STATED TASK: Reproduce every line of the rows below, requests included, multiplying each point coordinate in the answers by 2.4 and rounding to whole numbers with halves going up, but leaving the requests and their sample points unchanged. Omit the picture lines from your answer.

SUPPLIED ENTRIES:

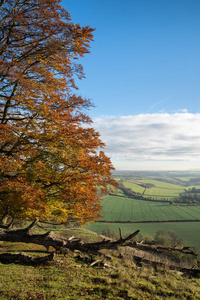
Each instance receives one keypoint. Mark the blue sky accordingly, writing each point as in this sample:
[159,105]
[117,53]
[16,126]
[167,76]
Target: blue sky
[143,75]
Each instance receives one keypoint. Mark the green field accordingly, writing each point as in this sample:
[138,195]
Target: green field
[135,187]
[125,209]
[188,231]
[123,212]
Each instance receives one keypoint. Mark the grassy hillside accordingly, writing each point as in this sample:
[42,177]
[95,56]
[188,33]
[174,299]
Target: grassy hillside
[71,278]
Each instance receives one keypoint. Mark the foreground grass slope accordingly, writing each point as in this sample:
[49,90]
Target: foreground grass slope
[71,278]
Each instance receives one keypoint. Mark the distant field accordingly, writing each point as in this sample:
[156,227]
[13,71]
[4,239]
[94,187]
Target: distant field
[163,192]
[125,209]
[189,231]
[135,187]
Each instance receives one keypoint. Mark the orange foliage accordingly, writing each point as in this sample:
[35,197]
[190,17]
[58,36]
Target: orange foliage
[50,162]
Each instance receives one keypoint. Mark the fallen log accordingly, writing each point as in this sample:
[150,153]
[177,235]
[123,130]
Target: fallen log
[49,239]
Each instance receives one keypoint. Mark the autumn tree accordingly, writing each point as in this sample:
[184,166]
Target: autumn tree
[51,158]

RESULT OF THIS EXERCISE:
Each instance receives one keypoint. Mark the blue sky accordingly, writing each point as in this sample:
[159,105]
[117,53]
[16,126]
[167,76]
Target: blue sky
[343,180]
Each instance receives one keypoint. Mark the green field accordingly, writing each point as in this sample:
[138,195]
Target: green field
[324,449]
[300,502]
[451,554]
[295,509]
Each instance receives one keypoint. Mark the grassy hillside accordingly, writing each point as in this sample:
[42,177]
[95,56]
[188,33]
[174,299]
Target: grassy hillside
[170,667]
Each instance receives one keypoint. Mark the foreground grass slope accordingly, writing each point as in this sample:
[49,90]
Target: foreground grass slope
[170,667]
Each instance receives one keypoint. Mark the distant field accordingly, writing each point as in this sample:
[156,227]
[13,71]
[4,239]
[94,187]
Target: distant field
[391,461]
[300,502]
[454,554]
[324,449]
Each instance receives one keypoint. Mark the orange foliage accordingly, writing each point as in this sample:
[35,197]
[190,17]
[58,36]
Target: orange foliage
[120,389]
Each instance receives one keypoint. Mark the fallen log accordingly, writing each point as in this sample:
[150,153]
[177,235]
[123,130]
Target: fallen log
[118,574]
Each instance receives one keypoint. Mark the autumn tree accordingly, writing each point as in this sample:
[184,166]
Target: autumn tree
[122,379]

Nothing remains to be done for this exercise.